[Task]:
Reproduce, with no alteration, the span of lines that begins at the line containing "detect fish scales." and ends at the last line of the records, both ends included, and nothing else.
++++ Extracted information ++++
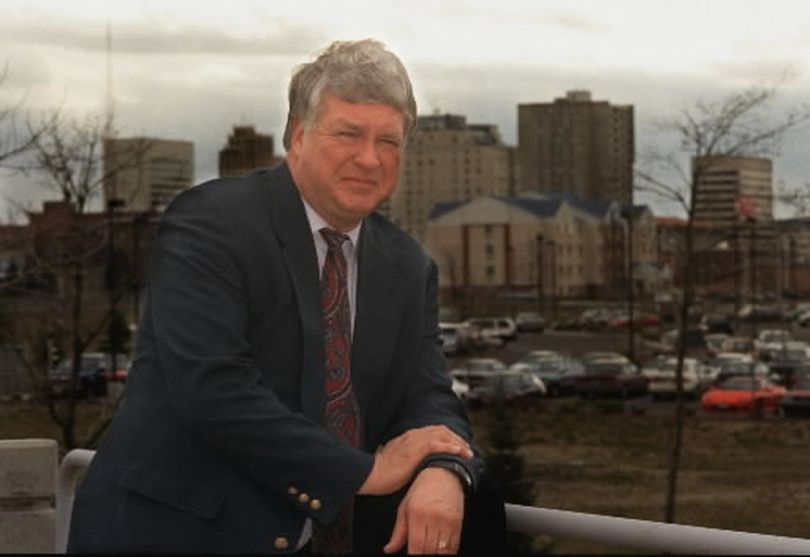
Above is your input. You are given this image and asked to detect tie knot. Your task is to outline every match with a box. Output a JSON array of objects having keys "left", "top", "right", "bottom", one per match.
[{"left": 320, "top": 228, "right": 349, "bottom": 252}]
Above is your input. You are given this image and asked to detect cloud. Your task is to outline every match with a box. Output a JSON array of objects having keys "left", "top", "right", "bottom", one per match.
[{"left": 2, "top": 21, "right": 328, "bottom": 57}]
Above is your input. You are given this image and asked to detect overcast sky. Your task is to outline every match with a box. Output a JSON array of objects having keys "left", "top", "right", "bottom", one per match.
[{"left": 1, "top": 0, "right": 809, "bottom": 219}]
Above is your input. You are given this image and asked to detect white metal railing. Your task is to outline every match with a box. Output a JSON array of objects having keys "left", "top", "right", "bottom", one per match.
[
  {"left": 505, "top": 504, "right": 810, "bottom": 555},
  {"left": 56, "top": 448, "right": 95, "bottom": 553},
  {"left": 56, "top": 449, "right": 810, "bottom": 555}
]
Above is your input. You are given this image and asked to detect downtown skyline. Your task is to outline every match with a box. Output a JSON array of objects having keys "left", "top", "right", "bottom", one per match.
[{"left": 1, "top": 0, "right": 809, "bottom": 219}]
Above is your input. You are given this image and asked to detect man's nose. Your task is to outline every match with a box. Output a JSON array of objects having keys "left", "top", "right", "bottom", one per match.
[{"left": 354, "top": 138, "right": 382, "bottom": 168}]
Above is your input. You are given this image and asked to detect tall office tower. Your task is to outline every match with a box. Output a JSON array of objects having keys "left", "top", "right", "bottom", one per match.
[
  {"left": 518, "top": 90, "right": 634, "bottom": 203},
  {"left": 692, "top": 155, "right": 773, "bottom": 227},
  {"left": 103, "top": 137, "right": 194, "bottom": 211},
  {"left": 390, "top": 114, "right": 514, "bottom": 241},
  {"left": 218, "top": 126, "right": 282, "bottom": 177}
]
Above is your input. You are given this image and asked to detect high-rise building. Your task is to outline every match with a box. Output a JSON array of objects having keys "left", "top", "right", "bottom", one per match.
[
  {"left": 517, "top": 90, "right": 634, "bottom": 203},
  {"left": 692, "top": 155, "right": 773, "bottom": 227},
  {"left": 218, "top": 126, "right": 283, "bottom": 177},
  {"left": 389, "top": 114, "right": 514, "bottom": 241},
  {"left": 103, "top": 137, "right": 194, "bottom": 212}
]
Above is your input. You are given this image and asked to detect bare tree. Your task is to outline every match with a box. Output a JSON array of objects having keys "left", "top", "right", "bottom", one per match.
[
  {"left": 636, "top": 83, "right": 810, "bottom": 523},
  {"left": 0, "top": 66, "right": 59, "bottom": 177},
  {"left": 777, "top": 181, "right": 810, "bottom": 216},
  {"left": 0, "top": 113, "right": 154, "bottom": 449}
]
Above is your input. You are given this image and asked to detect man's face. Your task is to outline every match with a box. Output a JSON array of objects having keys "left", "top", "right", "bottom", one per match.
[{"left": 287, "top": 93, "right": 405, "bottom": 232}]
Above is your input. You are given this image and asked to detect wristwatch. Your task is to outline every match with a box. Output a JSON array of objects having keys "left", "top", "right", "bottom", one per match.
[{"left": 426, "top": 460, "right": 473, "bottom": 494}]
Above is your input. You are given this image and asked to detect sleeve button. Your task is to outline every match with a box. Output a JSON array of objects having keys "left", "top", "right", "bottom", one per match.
[
  {"left": 287, "top": 486, "right": 299, "bottom": 496},
  {"left": 309, "top": 499, "right": 322, "bottom": 510},
  {"left": 298, "top": 492, "right": 310, "bottom": 504},
  {"left": 273, "top": 537, "right": 289, "bottom": 550}
]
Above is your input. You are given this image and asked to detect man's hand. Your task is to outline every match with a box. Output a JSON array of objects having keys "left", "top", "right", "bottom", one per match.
[
  {"left": 358, "top": 425, "right": 473, "bottom": 496},
  {"left": 382, "top": 467, "right": 465, "bottom": 555}
]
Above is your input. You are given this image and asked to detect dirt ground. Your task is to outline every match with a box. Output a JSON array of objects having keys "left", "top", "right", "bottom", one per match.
[
  {"left": 3, "top": 399, "right": 809, "bottom": 554},
  {"left": 470, "top": 399, "right": 810, "bottom": 554}
]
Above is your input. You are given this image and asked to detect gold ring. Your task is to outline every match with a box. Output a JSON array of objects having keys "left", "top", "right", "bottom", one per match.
[{"left": 438, "top": 540, "right": 448, "bottom": 550}]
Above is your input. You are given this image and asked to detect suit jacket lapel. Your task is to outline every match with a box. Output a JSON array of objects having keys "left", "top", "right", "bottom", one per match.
[
  {"left": 352, "top": 218, "right": 405, "bottom": 434},
  {"left": 262, "top": 164, "right": 326, "bottom": 425}
]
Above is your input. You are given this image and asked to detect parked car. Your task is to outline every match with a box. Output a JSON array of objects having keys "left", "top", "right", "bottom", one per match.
[
  {"left": 48, "top": 352, "right": 131, "bottom": 398},
  {"left": 766, "top": 341, "right": 810, "bottom": 384},
  {"left": 797, "top": 310, "right": 810, "bottom": 328},
  {"left": 642, "top": 357, "right": 713, "bottom": 399},
  {"left": 755, "top": 329, "right": 793, "bottom": 361},
  {"left": 575, "top": 359, "right": 647, "bottom": 398},
  {"left": 719, "top": 336, "right": 755, "bottom": 355},
  {"left": 462, "top": 369, "right": 546, "bottom": 407},
  {"left": 739, "top": 304, "right": 783, "bottom": 321},
  {"left": 509, "top": 351, "right": 584, "bottom": 397},
  {"left": 780, "top": 377, "right": 810, "bottom": 418},
  {"left": 609, "top": 311, "right": 660, "bottom": 328},
  {"left": 451, "top": 377, "right": 470, "bottom": 400},
  {"left": 465, "top": 317, "right": 518, "bottom": 344},
  {"left": 439, "top": 321, "right": 479, "bottom": 355},
  {"left": 710, "top": 355, "right": 770, "bottom": 385},
  {"left": 660, "top": 328, "right": 707, "bottom": 351},
  {"left": 704, "top": 333, "right": 731, "bottom": 357},
  {"left": 515, "top": 311, "right": 546, "bottom": 333},
  {"left": 699, "top": 314, "right": 734, "bottom": 335},
  {"left": 700, "top": 376, "right": 786, "bottom": 415},
  {"left": 450, "top": 357, "right": 508, "bottom": 379},
  {"left": 786, "top": 302, "right": 810, "bottom": 321},
  {"left": 576, "top": 308, "right": 617, "bottom": 330},
  {"left": 581, "top": 351, "right": 631, "bottom": 365}
]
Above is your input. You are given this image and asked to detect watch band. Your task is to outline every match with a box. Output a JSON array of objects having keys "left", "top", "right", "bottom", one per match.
[{"left": 425, "top": 460, "right": 473, "bottom": 493}]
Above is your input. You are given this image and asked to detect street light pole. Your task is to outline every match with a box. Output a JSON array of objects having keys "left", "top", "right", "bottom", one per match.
[
  {"left": 536, "top": 233, "right": 545, "bottom": 316},
  {"left": 749, "top": 216, "right": 757, "bottom": 341},
  {"left": 106, "top": 198, "right": 125, "bottom": 377},
  {"left": 625, "top": 208, "right": 635, "bottom": 363}
]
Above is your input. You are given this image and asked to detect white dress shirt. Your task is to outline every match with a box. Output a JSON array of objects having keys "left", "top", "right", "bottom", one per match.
[{"left": 302, "top": 199, "right": 361, "bottom": 335}]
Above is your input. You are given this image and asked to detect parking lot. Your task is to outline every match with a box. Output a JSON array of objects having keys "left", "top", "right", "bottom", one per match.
[{"left": 446, "top": 320, "right": 810, "bottom": 418}]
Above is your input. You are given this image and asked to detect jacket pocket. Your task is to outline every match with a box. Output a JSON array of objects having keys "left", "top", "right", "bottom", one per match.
[{"left": 117, "top": 456, "right": 226, "bottom": 520}]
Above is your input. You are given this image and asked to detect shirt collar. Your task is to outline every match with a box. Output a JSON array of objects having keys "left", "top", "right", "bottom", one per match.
[{"left": 301, "top": 198, "right": 362, "bottom": 248}]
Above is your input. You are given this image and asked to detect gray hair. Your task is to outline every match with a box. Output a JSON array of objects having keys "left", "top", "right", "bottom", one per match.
[{"left": 282, "top": 39, "right": 417, "bottom": 150}]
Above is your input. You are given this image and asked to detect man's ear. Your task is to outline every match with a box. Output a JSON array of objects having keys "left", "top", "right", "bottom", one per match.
[{"left": 289, "top": 118, "right": 305, "bottom": 154}]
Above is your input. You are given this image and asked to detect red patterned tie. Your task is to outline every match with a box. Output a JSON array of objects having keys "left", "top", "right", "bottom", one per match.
[{"left": 313, "top": 228, "right": 361, "bottom": 554}]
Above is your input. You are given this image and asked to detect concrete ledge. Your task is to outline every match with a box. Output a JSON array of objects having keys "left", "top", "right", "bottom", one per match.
[
  {"left": 0, "top": 439, "right": 57, "bottom": 553},
  {"left": 0, "top": 508, "right": 56, "bottom": 553},
  {"left": 0, "top": 439, "right": 58, "bottom": 501}
]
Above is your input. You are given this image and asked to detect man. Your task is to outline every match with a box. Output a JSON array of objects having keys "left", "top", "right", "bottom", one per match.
[{"left": 68, "top": 39, "right": 502, "bottom": 554}]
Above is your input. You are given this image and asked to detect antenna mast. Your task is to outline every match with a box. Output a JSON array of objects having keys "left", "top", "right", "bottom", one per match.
[{"left": 104, "top": 20, "right": 115, "bottom": 138}]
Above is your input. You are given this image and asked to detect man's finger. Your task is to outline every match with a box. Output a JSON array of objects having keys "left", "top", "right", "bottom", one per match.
[
  {"left": 383, "top": 507, "right": 408, "bottom": 554},
  {"left": 429, "top": 439, "right": 474, "bottom": 459},
  {"left": 407, "top": 518, "right": 429, "bottom": 555}
]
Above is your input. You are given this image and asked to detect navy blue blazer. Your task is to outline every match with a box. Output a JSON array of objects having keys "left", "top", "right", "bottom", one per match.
[{"left": 67, "top": 163, "right": 480, "bottom": 553}]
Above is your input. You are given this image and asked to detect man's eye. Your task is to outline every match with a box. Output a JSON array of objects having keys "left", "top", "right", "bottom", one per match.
[{"left": 380, "top": 138, "right": 401, "bottom": 149}]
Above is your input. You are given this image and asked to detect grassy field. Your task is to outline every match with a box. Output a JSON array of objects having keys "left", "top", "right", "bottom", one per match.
[
  {"left": 3, "top": 398, "right": 810, "bottom": 553},
  {"left": 470, "top": 399, "right": 810, "bottom": 553}
]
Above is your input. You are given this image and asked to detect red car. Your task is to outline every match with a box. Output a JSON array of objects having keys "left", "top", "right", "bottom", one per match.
[
  {"left": 780, "top": 377, "right": 810, "bottom": 418},
  {"left": 701, "top": 376, "right": 786, "bottom": 415},
  {"left": 610, "top": 312, "right": 660, "bottom": 328}
]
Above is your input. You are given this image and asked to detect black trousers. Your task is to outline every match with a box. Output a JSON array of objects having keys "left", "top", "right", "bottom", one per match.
[{"left": 350, "top": 474, "right": 507, "bottom": 556}]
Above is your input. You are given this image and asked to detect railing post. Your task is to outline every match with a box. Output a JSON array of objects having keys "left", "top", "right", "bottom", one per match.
[{"left": 55, "top": 448, "right": 96, "bottom": 553}]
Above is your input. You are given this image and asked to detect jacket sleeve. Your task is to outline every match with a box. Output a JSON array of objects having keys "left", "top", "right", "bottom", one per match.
[
  {"left": 381, "top": 256, "right": 484, "bottom": 490},
  {"left": 146, "top": 186, "right": 373, "bottom": 524}
]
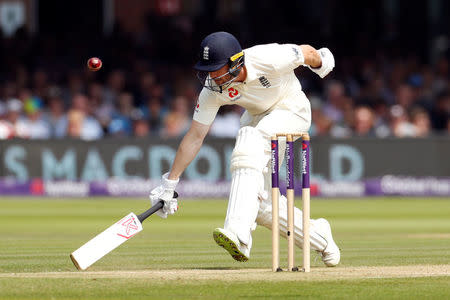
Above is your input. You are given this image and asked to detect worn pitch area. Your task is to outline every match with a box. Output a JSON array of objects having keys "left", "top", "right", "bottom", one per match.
[{"left": 2, "top": 265, "right": 449, "bottom": 281}]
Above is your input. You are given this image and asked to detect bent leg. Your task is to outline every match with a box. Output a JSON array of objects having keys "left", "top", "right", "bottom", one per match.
[
  {"left": 256, "top": 187, "right": 327, "bottom": 251},
  {"left": 254, "top": 109, "right": 340, "bottom": 266},
  {"left": 216, "top": 126, "right": 270, "bottom": 260}
]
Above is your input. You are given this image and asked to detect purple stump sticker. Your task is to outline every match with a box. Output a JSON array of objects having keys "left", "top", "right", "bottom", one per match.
[
  {"left": 302, "top": 140, "right": 310, "bottom": 188},
  {"left": 286, "top": 140, "right": 294, "bottom": 189},
  {"left": 271, "top": 138, "right": 279, "bottom": 188}
]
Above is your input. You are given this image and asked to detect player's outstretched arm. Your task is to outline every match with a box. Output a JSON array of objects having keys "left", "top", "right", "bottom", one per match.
[
  {"left": 169, "top": 120, "right": 211, "bottom": 180},
  {"left": 299, "top": 44, "right": 335, "bottom": 78},
  {"left": 149, "top": 120, "right": 211, "bottom": 218}
]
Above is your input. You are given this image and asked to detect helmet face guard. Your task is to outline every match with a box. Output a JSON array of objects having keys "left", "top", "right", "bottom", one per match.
[{"left": 196, "top": 52, "right": 244, "bottom": 93}]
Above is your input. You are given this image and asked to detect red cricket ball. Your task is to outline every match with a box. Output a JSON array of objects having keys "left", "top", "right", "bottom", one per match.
[{"left": 87, "top": 57, "right": 102, "bottom": 71}]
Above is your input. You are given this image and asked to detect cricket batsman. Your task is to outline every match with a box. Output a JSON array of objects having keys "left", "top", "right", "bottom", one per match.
[{"left": 149, "top": 32, "right": 340, "bottom": 267}]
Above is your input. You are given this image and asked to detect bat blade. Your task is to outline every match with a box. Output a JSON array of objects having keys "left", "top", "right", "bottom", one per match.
[{"left": 70, "top": 212, "right": 143, "bottom": 270}]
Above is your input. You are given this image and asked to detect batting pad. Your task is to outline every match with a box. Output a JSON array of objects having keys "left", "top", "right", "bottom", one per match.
[
  {"left": 256, "top": 195, "right": 327, "bottom": 251},
  {"left": 230, "top": 126, "right": 270, "bottom": 173},
  {"left": 224, "top": 168, "right": 263, "bottom": 248}
]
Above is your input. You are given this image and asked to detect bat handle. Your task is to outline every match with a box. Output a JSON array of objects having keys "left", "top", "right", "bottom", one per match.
[
  {"left": 137, "top": 201, "right": 164, "bottom": 222},
  {"left": 137, "top": 191, "right": 179, "bottom": 223}
]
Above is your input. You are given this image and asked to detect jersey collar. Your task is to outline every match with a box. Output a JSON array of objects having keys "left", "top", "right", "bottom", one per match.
[{"left": 242, "top": 53, "right": 258, "bottom": 84}]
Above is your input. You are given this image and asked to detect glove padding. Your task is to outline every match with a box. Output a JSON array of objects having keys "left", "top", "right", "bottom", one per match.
[
  {"left": 308, "top": 48, "right": 335, "bottom": 78},
  {"left": 149, "top": 172, "right": 179, "bottom": 218}
]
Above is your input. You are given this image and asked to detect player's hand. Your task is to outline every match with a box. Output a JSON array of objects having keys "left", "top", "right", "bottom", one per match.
[
  {"left": 149, "top": 172, "right": 179, "bottom": 218},
  {"left": 308, "top": 48, "right": 335, "bottom": 78}
]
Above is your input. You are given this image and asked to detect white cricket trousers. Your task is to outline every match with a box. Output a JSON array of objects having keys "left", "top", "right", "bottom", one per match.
[{"left": 224, "top": 106, "right": 326, "bottom": 254}]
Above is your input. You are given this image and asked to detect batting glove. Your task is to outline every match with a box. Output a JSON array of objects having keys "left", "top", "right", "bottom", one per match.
[
  {"left": 308, "top": 48, "right": 335, "bottom": 78},
  {"left": 149, "top": 172, "right": 179, "bottom": 218}
]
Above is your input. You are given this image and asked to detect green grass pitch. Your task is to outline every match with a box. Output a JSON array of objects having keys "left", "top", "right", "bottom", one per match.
[{"left": 0, "top": 197, "right": 449, "bottom": 299}]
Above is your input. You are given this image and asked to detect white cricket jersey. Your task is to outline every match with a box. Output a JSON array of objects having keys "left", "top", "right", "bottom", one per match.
[{"left": 193, "top": 43, "right": 310, "bottom": 125}]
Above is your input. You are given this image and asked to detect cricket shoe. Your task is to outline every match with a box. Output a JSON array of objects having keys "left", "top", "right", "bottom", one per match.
[
  {"left": 213, "top": 228, "right": 249, "bottom": 262},
  {"left": 314, "top": 218, "right": 340, "bottom": 267}
]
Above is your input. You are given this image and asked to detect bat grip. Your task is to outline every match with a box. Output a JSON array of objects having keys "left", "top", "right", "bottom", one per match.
[
  {"left": 137, "top": 191, "right": 178, "bottom": 223},
  {"left": 138, "top": 201, "right": 164, "bottom": 222}
]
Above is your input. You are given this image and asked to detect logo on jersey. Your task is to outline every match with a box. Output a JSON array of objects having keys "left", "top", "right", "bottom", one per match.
[
  {"left": 227, "top": 88, "right": 241, "bottom": 101},
  {"left": 194, "top": 100, "right": 200, "bottom": 112},
  {"left": 292, "top": 47, "right": 300, "bottom": 59},
  {"left": 258, "top": 76, "right": 271, "bottom": 88},
  {"left": 203, "top": 46, "right": 209, "bottom": 60}
]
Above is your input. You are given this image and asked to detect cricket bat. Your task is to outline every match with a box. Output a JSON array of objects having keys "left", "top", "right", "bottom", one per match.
[{"left": 70, "top": 193, "right": 177, "bottom": 270}]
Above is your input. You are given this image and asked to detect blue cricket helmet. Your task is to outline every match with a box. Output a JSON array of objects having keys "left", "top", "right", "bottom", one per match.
[
  {"left": 194, "top": 32, "right": 242, "bottom": 72},
  {"left": 194, "top": 32, "right": 245, "bottom": 93}
]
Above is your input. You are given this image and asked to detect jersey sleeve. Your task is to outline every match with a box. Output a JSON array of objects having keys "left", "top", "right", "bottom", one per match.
[
  {"left": 264, "top": 43, "right": 305, "bottom": 74},
  {"left": 192, "top": 88, "right": 221, "bottom": 125}
]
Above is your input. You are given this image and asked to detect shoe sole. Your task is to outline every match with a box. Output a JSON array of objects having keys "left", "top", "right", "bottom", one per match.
[{"left": 213, "top": 229, "right": 248, "bottom": 262}]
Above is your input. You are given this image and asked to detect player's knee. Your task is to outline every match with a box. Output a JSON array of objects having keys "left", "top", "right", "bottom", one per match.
[
  {"left": 256, "top": 200, "right": 272, "bottom": 227},
  {"left": 230, "top": 126, "right": 269, "bottom": 173}
]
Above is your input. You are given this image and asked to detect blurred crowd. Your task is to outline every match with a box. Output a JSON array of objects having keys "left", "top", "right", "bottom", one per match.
[
  {"left": 0, "top": 71, "right": 198, "bottom": 140},
  {"left": 304, "top": 54, "right": 450, "bottom": 138},
  {"left": 0, "top": 26, "right": 448, "bottom": 140}
]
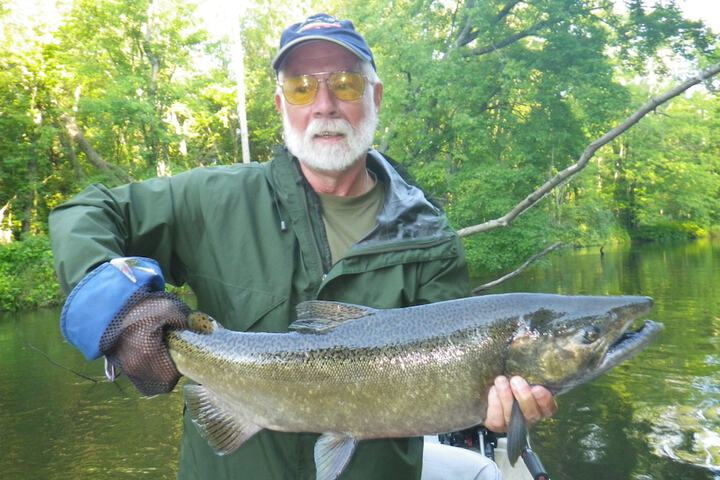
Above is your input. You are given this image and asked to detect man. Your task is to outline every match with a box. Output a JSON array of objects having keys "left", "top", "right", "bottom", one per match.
[{"left": 50, "top": 13, "right": 555, "bottom": 479}]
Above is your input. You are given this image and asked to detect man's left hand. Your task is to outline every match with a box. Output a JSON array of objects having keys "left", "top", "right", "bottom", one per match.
[{"left": 483, "top": 375, "right": 557, "bottom": 432}]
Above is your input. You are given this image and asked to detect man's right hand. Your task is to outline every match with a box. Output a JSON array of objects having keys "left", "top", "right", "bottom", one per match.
[{"left": 104, "top": 293, "right": 190, "bottom": 395}]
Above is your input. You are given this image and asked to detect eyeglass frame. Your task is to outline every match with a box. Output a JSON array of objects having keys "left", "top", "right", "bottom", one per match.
[{"left": 276, "top": 70, "right": 372, "bottom": 106}]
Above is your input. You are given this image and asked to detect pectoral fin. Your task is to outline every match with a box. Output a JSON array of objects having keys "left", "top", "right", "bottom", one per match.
[
  {"left": 506, "top": 399, "right": 528, "bottom": 465},
  {"left": 183, "top": 384, "right": 261, "bottom": 455},
  {"left": 314, "top": 433, "right": 358, "bottom": 480}
]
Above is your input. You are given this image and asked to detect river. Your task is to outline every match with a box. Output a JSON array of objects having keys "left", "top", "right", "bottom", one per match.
[{"left": 0, "top": 239, "right": 718, "bottom": 479}]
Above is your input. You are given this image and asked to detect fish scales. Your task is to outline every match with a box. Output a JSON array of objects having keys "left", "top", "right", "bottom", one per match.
[
  {"left": 165, "top": 293, "right": 662, "bottom": 480},
  {"left": 169, "top": 304, "right": 515, "bottom": 436}
]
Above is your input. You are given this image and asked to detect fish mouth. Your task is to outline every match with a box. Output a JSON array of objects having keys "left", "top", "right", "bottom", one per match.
[
  {"left": 599, "top": 319, "right": 664, "bottom": 374},
  {"left": 553, "top": 319, "right": 663, "bottom": 395}
]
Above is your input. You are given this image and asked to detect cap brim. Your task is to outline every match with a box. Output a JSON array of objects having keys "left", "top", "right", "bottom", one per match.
++++
[Solution for this task]:
Above is your input. You are given this image and asked to detect fish scales. Your task is to outline every match with a box. Output a JSON array of objects having keys "left", "top", "right", "bottom", one per match.
[
  {"left": 165, "top": 293, "right": 662, "bottom": 480},
  {"left": 169, "top": 304, "right": 515, "bottom": 436}
]
Above is your input. You are given this image and asked to detect fish mouth. Your task is to outline every match with a box. Output a JSON array of objects having keys "left", "top", "right", "bottom", one per match.
[
  {"left": 599, "top": 319, "right": 664, "bottom": 374},
  {"left": 553, "top": 319, "right": 663, "bottom": 395}
]
Above is your input. You are given this image and asked to detect cap brim. Your task is to outline every match with a box. Output a JSON array of objects having keys "left", "top", "right", "bottom", one per match.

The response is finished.